_Problem details_
Output exactly the lines that run from the line with "Locate every instance of the molten" to the end of the material, both ends included, and no other lines.

⟨

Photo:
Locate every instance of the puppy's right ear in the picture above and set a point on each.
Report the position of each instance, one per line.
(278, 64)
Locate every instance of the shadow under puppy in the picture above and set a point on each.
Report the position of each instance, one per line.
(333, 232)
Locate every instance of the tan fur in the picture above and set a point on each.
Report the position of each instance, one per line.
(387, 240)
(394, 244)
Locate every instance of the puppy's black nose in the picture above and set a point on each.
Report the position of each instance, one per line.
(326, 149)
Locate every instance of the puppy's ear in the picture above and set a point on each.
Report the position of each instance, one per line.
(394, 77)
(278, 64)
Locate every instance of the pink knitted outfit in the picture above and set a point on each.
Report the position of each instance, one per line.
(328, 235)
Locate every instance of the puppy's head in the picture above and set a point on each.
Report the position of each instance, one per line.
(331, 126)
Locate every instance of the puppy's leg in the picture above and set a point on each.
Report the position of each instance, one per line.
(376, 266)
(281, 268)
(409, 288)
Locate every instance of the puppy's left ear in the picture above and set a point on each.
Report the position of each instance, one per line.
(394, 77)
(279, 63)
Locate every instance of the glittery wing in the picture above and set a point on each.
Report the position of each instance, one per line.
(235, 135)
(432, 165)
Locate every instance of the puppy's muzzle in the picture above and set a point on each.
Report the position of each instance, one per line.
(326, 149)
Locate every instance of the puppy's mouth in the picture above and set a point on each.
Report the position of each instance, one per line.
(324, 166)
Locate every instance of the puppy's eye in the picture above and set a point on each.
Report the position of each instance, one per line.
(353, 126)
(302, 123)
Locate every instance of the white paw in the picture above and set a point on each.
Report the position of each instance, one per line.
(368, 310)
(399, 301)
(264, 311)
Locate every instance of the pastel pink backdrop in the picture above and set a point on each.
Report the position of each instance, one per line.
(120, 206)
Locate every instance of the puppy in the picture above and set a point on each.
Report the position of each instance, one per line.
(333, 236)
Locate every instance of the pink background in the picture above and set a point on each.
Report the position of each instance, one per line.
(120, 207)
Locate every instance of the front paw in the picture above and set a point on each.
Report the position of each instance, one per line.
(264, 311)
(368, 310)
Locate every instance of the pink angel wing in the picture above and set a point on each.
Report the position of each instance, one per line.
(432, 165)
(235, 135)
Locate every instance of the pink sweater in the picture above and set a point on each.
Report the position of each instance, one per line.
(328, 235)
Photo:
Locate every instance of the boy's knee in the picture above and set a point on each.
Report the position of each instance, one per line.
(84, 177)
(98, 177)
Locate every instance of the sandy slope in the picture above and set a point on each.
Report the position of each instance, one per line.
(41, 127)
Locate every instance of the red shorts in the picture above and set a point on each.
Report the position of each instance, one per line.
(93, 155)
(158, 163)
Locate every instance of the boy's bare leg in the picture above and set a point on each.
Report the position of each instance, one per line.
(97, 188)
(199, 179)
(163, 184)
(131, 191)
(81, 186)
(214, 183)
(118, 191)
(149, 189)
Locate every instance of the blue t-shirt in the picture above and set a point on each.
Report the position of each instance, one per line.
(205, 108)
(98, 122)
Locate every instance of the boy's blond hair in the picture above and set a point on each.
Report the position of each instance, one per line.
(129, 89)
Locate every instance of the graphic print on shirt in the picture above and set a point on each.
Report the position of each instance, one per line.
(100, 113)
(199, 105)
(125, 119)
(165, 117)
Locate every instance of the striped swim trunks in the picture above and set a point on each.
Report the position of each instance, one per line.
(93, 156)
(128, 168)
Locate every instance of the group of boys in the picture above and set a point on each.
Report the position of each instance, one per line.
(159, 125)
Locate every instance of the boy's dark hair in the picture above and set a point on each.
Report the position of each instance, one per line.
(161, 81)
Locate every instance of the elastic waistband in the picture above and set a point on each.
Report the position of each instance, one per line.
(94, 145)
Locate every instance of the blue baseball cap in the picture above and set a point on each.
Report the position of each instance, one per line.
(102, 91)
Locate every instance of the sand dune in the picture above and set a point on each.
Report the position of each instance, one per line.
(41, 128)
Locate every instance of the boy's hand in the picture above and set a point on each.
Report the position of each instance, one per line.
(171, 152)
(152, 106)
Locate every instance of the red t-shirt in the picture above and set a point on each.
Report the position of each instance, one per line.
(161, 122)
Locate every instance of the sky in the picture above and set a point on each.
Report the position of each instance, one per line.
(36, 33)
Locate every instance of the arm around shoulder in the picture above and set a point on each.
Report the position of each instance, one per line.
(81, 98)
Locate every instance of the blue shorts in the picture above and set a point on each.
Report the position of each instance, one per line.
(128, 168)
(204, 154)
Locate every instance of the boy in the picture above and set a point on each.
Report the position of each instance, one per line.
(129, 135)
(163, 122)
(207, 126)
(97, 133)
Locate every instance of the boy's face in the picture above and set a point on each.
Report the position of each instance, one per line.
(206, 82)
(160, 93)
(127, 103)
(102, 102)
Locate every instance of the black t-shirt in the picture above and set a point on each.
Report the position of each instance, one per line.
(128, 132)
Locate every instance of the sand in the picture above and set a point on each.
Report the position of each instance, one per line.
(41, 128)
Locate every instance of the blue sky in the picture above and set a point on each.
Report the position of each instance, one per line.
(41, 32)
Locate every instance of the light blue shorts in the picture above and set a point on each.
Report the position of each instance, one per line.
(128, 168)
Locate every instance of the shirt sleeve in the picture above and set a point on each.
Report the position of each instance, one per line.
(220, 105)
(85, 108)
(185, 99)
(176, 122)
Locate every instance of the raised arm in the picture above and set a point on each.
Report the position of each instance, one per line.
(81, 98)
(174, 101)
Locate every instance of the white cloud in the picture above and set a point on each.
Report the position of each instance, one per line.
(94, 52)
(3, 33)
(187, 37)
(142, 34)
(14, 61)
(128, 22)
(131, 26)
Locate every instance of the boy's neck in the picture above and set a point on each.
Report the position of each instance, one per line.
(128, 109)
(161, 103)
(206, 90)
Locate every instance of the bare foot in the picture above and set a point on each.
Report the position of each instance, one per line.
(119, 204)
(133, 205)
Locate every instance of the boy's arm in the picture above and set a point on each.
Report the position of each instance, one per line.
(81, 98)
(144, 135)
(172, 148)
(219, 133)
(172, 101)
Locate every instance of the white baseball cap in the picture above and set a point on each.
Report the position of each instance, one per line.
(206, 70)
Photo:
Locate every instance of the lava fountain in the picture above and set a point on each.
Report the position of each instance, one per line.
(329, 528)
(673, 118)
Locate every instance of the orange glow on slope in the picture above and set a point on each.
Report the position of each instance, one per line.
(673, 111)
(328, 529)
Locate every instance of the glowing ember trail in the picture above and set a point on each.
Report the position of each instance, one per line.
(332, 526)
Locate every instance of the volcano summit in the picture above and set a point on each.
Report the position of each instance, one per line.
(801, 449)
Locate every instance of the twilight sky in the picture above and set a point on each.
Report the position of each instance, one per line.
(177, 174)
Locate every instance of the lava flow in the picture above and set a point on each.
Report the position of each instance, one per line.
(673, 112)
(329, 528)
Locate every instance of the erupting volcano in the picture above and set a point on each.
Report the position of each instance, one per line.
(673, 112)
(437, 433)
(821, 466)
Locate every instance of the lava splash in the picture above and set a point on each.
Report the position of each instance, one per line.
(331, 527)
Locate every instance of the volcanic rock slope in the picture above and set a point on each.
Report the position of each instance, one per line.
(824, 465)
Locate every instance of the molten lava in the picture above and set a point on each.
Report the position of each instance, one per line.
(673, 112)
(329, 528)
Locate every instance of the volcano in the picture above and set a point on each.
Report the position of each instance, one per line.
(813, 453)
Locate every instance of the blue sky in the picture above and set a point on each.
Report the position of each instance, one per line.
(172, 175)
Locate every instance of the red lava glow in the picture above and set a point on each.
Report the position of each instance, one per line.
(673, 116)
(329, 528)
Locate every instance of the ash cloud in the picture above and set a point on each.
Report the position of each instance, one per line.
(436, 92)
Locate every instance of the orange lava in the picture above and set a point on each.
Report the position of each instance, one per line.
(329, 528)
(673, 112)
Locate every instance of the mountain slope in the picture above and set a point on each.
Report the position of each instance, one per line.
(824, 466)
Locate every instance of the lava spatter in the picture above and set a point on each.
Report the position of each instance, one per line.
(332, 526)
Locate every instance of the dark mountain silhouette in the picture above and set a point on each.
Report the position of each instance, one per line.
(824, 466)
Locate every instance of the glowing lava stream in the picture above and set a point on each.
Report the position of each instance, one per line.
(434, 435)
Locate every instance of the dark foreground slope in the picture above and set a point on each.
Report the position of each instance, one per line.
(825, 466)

⟩

_Task result_
Locate every instance of the molten lava in the picture above and set a point on each.
Report the position of each instance, one per line.
(673, 112)
(329, 528)
Locate every instance of the volcano in the picture above and set a point on each.
Report the position of each instance, one per line.
(813, 453)
Locate every instance of the blue sky in the picture above and set a point on each.
Report the position of each instance, one per line.
(172, 175)
Locate every instance of the red lava glow in the picture above and set a point on each.
Report the position of each instance, one per line.
(673, 116)
(329, 528)
Locate every instance of the ash cloud in the picture above and set a point on each.
Report the position of each instance, one per line.
(436, 92)
Locate every instance of the orange lava in the picture above and set a point on each.
Report the position of each instance, one per line.
(329, 528)
(673, 112)
Locate every instance of the mountain slope in the picture above and set a point on each.
Report the position of each instance, one per line.
(824, 466)
Locate every instance of the lava spatter in the picture above and set a point on each.
Report the position of each instance, one per line.
(332, 526)
Locate every instance of the dark mountain silhouette in the picture above and set a point on each.
Report the position of each instance, one per line.
(824, 466)
Locate every instance of the glowing lava stream in the picture above and set a point on each.
Report the position of each instance, one per line.
(434, 435)
Locate every instance of the dark foreground slope in the picture above and set a point on each.
Report the position of each instance, one per line.
(825, 466)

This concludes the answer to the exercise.